(Given request):
List every line of the listing below that contains the string "sock".

(Supplied records):

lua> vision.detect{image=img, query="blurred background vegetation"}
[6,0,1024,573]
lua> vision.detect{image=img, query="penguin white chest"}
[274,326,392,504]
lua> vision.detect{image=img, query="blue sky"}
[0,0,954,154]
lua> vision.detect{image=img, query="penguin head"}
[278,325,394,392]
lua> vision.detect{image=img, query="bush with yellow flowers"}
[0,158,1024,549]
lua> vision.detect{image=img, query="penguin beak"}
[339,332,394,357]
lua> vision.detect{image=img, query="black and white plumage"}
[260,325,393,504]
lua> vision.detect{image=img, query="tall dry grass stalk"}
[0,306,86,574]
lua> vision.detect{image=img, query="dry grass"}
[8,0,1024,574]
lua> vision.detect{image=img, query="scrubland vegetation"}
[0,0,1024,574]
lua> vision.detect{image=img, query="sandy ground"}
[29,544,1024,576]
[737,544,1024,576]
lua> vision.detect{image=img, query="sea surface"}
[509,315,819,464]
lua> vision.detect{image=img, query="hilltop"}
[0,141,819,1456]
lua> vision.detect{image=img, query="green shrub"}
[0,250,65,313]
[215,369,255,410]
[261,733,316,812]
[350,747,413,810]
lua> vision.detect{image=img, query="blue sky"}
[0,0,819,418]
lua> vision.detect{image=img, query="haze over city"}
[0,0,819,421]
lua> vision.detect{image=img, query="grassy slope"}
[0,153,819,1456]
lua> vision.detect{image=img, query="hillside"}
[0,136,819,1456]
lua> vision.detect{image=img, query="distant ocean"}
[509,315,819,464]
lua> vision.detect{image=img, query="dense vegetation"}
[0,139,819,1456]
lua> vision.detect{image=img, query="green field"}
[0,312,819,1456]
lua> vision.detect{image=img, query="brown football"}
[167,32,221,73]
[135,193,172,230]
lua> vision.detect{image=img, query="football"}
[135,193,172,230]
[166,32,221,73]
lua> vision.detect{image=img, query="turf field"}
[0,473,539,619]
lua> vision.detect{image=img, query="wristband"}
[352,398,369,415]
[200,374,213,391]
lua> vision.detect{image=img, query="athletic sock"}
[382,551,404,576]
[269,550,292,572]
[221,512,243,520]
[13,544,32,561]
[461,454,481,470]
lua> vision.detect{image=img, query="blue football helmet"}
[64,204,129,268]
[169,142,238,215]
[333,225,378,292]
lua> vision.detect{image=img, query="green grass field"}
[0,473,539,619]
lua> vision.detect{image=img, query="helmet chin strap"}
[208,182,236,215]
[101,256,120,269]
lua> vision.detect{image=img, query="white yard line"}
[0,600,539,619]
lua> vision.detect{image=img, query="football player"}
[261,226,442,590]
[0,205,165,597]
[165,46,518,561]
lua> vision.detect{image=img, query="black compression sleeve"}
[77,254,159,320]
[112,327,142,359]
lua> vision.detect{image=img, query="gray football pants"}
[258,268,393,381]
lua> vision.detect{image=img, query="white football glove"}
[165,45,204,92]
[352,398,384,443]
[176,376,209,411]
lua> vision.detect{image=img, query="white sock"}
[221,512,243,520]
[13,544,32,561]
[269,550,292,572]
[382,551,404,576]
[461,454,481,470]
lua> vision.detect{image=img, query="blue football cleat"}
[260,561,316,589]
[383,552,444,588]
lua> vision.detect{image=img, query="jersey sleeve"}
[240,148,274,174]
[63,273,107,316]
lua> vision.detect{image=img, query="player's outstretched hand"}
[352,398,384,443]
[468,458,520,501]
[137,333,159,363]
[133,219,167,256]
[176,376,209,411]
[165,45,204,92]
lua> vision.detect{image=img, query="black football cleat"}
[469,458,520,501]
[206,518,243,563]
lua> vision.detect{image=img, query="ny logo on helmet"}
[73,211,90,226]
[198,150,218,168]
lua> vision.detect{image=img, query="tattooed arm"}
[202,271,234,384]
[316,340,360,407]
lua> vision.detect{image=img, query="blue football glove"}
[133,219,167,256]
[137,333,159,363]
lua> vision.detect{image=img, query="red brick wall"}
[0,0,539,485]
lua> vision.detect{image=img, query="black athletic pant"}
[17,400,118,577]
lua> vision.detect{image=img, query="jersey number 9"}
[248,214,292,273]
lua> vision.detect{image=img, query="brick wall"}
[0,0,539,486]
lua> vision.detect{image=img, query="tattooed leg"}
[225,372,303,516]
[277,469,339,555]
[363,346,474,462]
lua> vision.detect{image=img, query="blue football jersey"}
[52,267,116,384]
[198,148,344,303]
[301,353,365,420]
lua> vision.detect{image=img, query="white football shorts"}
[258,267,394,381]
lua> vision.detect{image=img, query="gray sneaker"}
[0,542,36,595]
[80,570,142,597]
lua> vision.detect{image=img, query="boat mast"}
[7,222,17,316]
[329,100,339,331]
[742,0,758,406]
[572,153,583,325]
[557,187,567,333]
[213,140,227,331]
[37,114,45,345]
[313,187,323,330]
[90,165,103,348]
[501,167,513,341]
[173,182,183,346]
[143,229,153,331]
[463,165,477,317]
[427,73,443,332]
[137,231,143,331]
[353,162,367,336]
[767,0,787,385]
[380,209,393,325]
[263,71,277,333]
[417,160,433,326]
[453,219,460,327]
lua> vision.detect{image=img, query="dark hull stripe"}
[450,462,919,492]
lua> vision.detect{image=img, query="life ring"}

(Answer to the task):
lua> vision.detect{image=img, query="athletic sock"}
lua> vision.detect{image=img, query="white sock"}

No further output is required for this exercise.